- _Paginafragment_:
Creatieve duizendpoot Meulemans – niet te verwarren met Mark Meulemans, de leadgitarist van De Kommeniste – werd een bekende figuur in Antwerpse kunstkringen. Na zijn zang­carrière ging hij muziek selecteren voor Toneelgroep Amsterdam en voor modeshows van ­Veronique Branquinho, was hij artdirector van het weekblad Deng en ontwierp hij bekende platenhoezen, onder meer voor dEUS, Laïs en 2ManyDj’s. ‘Hij wilde iets vertellen, en dat boeit me meer dan al die technische zangers die nu de noten van de kastanjeboom zingen’, zegt Vanthilt.

Meulemans overleed in 2007 aan een hartaanval. Hij was vijftig.

- _Jouw opdracht_:
Beantwoord met behulp van het paginafragment:
(a) Van welk weekblad was Meulemans artdirector?
(b) Voor welke drie namen ontwierp hij onder meer platenhoezen?
(c) Hoe oud was Meulemans toen hij overleed?

- _Verstrekte gegevens_:
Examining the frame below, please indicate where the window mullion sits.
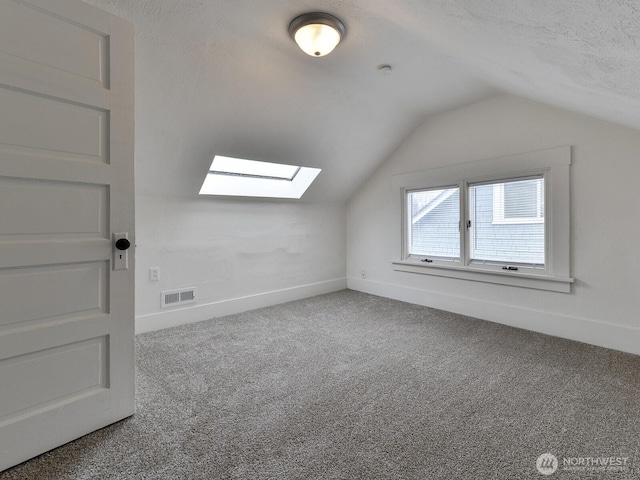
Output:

- _Antwoord oefening_:
(a) Deng
(b) dEUS, Laïs en 2ManyDj’s
(c) Vijftig jaar